De lo anteriormente mencionado se desprende la necesidad de discutir más ampliamente el proceso enseñanza-aprendizaje como proceso educativo institucional y su relación con la problemática social contemporánea, misma que nos exige, en aras de una sociedad emergente con múltiples problemas económicos (polarización de la riqueza y marginación), políticos (violación de derechos, debilitamiento de la democracia, conflictos interétnicos), ecológicos (devastación, contaminación), sociales (vivienda, servicios médicos) y culturales (bajo nivel educativo, respeto a la diversidad, cambio de valores), un papel activo (vale decir cómo actores) y no solamente como espectadores. De ahí que me adentre primeramente en el análisis de la educación.
La educación actual: retos y perspectivas para caminar juntos.
Vivimos una época de transición. Esta aseveración tan evidente al parecer, no es del todo reconocida en la complejidad que encierra, pues su aceptación cabal supone la adopción de una postura moderna de manera consciente. La modernidad es cambio, reto, aventura, pero al mismo tiempo genera una sensación de vacío, toda vez que los asideros tradicionales desaparecen, a tal grado que, para muchos, vivimos una época de pérdida de valores. Así, el desencanto posmoderno irrumpe en el escenario social generando la sensación de pérdida de sentido, de angustia, de desesperanza.

* ENUNCIADO DEL PROBLEMA
Prolonga el texto sobre la educación actual con uno o dos párrafos que sigan a su última oración. Los registros no guardan relación con el texto sobre la educación actual.

* REGISTROS LISTADOS
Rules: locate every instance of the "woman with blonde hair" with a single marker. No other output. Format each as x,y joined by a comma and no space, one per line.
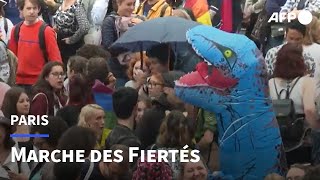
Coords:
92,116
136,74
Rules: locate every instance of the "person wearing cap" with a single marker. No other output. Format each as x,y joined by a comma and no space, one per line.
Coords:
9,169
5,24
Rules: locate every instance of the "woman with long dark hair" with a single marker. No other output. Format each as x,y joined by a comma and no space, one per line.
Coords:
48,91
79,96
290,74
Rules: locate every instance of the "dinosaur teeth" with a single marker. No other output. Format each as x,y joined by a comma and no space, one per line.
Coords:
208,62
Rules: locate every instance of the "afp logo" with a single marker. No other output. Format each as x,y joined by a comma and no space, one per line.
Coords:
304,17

---

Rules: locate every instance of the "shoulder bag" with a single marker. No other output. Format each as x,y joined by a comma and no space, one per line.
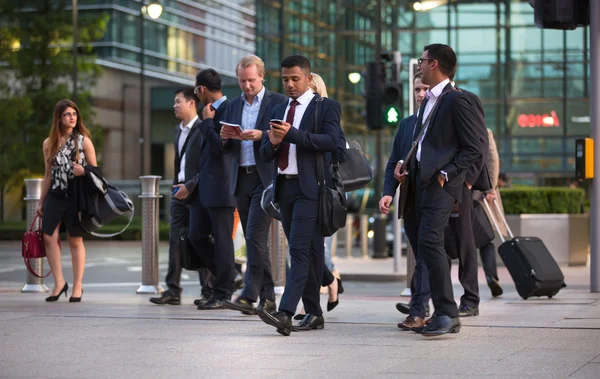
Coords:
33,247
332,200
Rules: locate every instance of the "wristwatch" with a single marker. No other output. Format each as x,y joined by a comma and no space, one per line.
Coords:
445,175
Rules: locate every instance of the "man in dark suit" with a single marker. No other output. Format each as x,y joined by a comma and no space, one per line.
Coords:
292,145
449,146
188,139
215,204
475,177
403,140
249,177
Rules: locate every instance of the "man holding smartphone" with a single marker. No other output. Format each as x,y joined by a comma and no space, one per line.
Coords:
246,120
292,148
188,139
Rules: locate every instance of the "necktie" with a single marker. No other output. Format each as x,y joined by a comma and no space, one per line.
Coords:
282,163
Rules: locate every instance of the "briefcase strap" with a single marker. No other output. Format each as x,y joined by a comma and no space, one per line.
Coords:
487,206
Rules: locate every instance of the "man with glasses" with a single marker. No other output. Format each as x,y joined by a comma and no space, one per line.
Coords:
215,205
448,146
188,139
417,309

* RESULTADO
Ante ello, se presume, la escuela debe de posibilitar el reencuentro de sentido que la vida requiere para desear participar en ella, sin embargo, en ocasiones es tal el afán de mostrar al alumno la realidad, con la idea de hacerle consciente de la misma, que se genera aquello que Eduardo Galeano denomina “la facultad de las impunidades”(6). En lugar de “concienciar”, como pretendemos, aumentamos la sensación de impotencia, generando la apatía. Caemos nuevamente en la postura de poseedores de la verdad a transmitir, para lo cual esperamos del alumno un papel pasivo, o como receptor “activo”, negando de continuo su concepción del mundo, o bien enfrentándola, sin reconocer que como sujetos actuantes requerimos entablar un diálogo en la comprensión del mundo; negamos, en última instancia, que la constitución del mundo requiere de la acción de los sujetos, y que la base para ello, en un mundo que se aspira democrático, es el diálogo en el sentido más amplio del término.
La educación actual tiene delante de sí, retos que son insoslayables, en tanto la formación de las nuevas generaciones requiere considerar las condiciones de existencia a las cuales nos enfrentamos, hoy por hoy, todos los seres humanos; es necesario romper el mito de la educación del mañana, pues los requerimientos son actuales, partiendo de la consideración de que al pensar de esa manera profundizamos la separación entre la escuela y la vida.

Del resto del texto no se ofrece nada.